* WHAT YOU SHOULD DO *
Return the exact lines spanning from the line with "and find yellow" through the last line of the entries, boundaries included, and no others.

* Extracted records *
<<<<
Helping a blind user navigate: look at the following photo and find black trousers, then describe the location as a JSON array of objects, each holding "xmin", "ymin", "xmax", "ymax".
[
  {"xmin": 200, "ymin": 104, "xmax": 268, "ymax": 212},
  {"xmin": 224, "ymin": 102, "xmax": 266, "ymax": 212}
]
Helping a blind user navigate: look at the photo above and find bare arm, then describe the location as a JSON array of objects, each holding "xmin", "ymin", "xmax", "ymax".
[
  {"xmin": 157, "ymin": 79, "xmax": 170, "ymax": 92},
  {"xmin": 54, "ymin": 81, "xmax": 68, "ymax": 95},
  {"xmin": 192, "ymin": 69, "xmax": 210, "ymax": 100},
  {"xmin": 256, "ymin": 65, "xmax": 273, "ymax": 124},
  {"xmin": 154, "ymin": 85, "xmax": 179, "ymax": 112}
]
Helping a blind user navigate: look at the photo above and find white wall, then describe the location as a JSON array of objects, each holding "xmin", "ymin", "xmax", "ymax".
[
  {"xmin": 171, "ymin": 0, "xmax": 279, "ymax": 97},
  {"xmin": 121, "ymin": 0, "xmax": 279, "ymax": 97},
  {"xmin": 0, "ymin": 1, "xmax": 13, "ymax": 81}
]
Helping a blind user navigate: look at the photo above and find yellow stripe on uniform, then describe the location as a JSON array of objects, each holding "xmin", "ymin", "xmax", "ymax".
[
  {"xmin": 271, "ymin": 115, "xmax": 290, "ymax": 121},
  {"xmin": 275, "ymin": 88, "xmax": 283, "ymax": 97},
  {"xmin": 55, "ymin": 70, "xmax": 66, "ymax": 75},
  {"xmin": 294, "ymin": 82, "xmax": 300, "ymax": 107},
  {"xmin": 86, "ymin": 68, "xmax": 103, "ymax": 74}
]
>>>>
* PROBLEM SOLUTION *
Helping a blind user navigate: look at the photo above and find yellow stripe on uniform, then describe the location as a JSON array of objects, each holding "xmin", "ymin", "xmax", "ymax".
[
  {"xmin": 271, "ymin": 115, "xmax": 290, "ymax": 121},
  {"xmin": 275, "ymin": 88, "xmax": 283, "ymax": 97},
  {"xmin": 55, "ymin": 70, "xmax": 66, "ymax": 75},
  {"xmin": 294, "ymin": 82, "xmax": 300, "ymax": 107},
  {"xmin": 86, "ymin": 68, "xmax": 103, "ymax": 74}
]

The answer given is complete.